§ **SELECTED EXTRACT**
● ● ● ●

[Haskell-beginners] FW: Beginners Digest, Vol 91, Issue 26

pmcilroy at gmail.com pmcilroy at gmail.com
Fri Jan 22 07:34:34 UTC 2016 

Don’t worry about the time to append rather than pretend, it is not “exponential” nor even cubic.
You are making a list of length in an N^2 algorithm. Appending to a list adds another tiny O(N^2) step, which is dominated by the main algorithm (also O(N^2), which both takes longer and  evaluates vastly more values (failures as well as successes.)
Message: 3
Date: Thu, 21 Jan 2016 19:05:17 +0000
From: Rein Henrichs <rein.henrichs at gmail.com>
To: The Haskell-Beginners Mailing List - Discussion of primarily
	beginner-level topics related to Haskell <beginners at haskell.org>,
	masonmlai at gmail.com
Subject: Re: [Haskell-beginners] program not running lazily
Message-ID:
	<CAJp6G8zemeHpYwZ36ShMJ-m_BishVnUJpoqEmK=DosKHRVaqeg at mail.gmail.com>
Content-Type: text/plain; charset="utf-8"

● ● ● ●

§ **DATASET EXTRACT**
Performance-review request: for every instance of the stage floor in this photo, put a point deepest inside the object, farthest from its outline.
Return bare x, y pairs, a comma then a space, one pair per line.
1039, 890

● ● ● ●

§ **STATED EXERCISE**
Pick up the Haskell mailing-list post at the point where it stops and continue it. The material comes from a separate source and has no connection to the mailing-list post.

§ **ANSWER BELOW**
s/not/note, sorry

On Thu, Jan 21, 2016 at 10:42 AM Rein Henrichs <rein.henrichs at gmail.com>
wrote:

> But not that doing so will cause the program to have an exponential
> runtime as each new ys must be repeatedly traversed to append a [y].. The
> alternative is to *unfold* your list by recursing on the right hand side of
> the (:) to add new elements.
>
> On Thu, Jan 21, 2016 at 5:43 AM Doug McIlroy <doug at cs.dartmouth.edu>
> wrote:
>
>> Each time you find another good 9-mer, you add it to
>> the head of the list. This means that the ultimate
>> list will be in reverse order of discovery: the first element
>> to be printed is the last one to be found.  To get
>> output in the order it was discovered, build the
>> output by ys++[y] rather than y:ys.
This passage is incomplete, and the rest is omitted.